• WHAT THE EXERCISE ASKS: Edit the rows below so that "pixel coordinates" becomes "image coordinates" wherever it occurs, with everything else kept the same. Omit the pictures from your answer.

• Point-based annotation data:

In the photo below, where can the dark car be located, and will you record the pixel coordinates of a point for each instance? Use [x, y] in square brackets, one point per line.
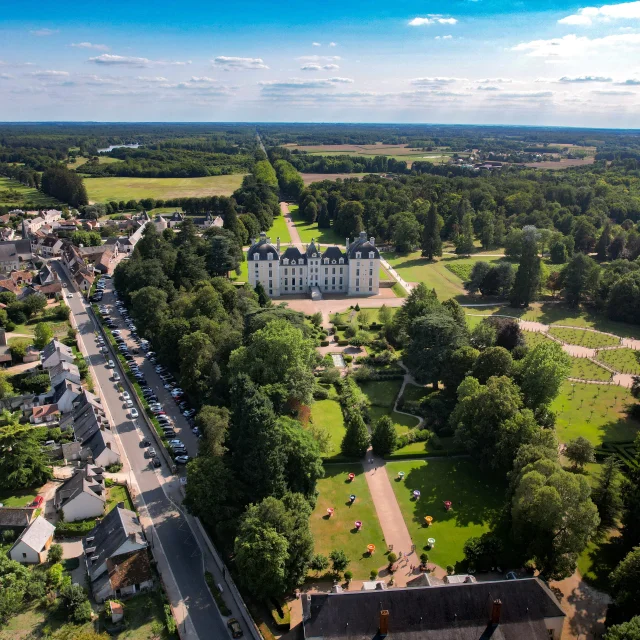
[234, 628]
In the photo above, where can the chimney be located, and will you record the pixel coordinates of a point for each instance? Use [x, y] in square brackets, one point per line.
[495, 612]
[384, 623]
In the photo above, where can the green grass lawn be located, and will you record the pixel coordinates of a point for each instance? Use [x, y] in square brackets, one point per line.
[14, 194]
[587, 370]
[597, 412]
[338, 532]
[308, 232]
[118, 493]
[328, 414]
[19, 497]
[622, 360]
[477, 499]
[584, 338]
[105, 189]
[414, 268]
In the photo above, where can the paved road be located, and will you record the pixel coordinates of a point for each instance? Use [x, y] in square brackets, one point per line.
[184, 580]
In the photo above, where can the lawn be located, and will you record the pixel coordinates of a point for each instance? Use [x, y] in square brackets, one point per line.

• TASK SOLUTION:
In the photo below, where can the dark car be located, and will you record the image coordinates of a point for each instance? Use [x, y] in square brackets, one point per line.
[234, 628]
In the photo above, where can the chimney be located, and will you record the image coordinates of a point for each instance? Use [x, y] in square brackets, one point per line.
[495, 612]
[384, 623]
In the photo above, where can the green grass lawn be located, and will you record the image coordinates of a point for each instance? Use [x, y] in square brackets, one point per line.
[14, 194]
[587, 370]
[597, 412]
[338, 532]
[308, 232]
[118, 493]
[328, 414]
[19, 497]
[622, 360]
[477, 499]
[584, 338]
[105, 189]
[414, 268]
In the photo above, where can the paved road be located, and will you record the image coordinates of a point for each instance? Use [x, y] in square brackets, one point per line.
[184, 580]
In the photo above, where can the lawn be located, and will you record the image coordinates of a point for each instance? Use [x, y] in square brackets, one point per line.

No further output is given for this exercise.